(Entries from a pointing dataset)
● ● ● ● ● ● ●

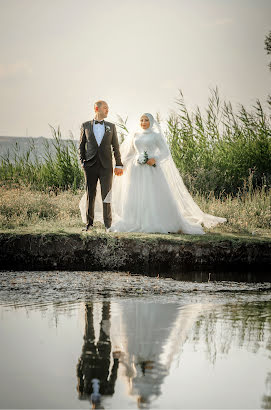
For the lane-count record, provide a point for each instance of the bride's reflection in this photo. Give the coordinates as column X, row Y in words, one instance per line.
column 150, row 335
column 96, row 377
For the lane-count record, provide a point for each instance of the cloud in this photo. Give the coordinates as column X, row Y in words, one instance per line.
column 220, row 22
column 223, row 22
column 12, row 70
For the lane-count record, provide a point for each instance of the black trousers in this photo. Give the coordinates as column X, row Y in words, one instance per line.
column 93, row 173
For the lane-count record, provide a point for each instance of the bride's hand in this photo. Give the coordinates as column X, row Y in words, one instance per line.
column 151, row 162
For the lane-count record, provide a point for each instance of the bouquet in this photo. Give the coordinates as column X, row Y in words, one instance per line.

● ● ● ● ● ● ●

GOAL:
Quote all of the data above word for word, leaving out the pictures.

WORKED SOLUTION:
For the lane-count record, provide a point for each instance of the bride's reflection in this photo. Give the coordinates as column X, row Y in words, one instance per line.
column 150, row 335
column 96, row 377
For the lane-count record, provide a point for each instance of the cloud in this photo. Give the coordinates as column X, row Y in words, one instance per line.
column 220, row 22
column 223, row 22
column 12, row 70
For the lane-count record, provide a point for each instance of the black trousers in this photo. Give the coordinates as column X, row Y in words, one instance per line.
column 93, row 173
For the lane-count record, provide a point for each instance of the bride's hand in this photo. Give the coordinates as column X, row Y in words, one instance per line.
column 151, row 162
For the lane-count record, provide a point for each instance of the bouquet in this photo. Give the coordinates as column X, row Y in words, one instance per line.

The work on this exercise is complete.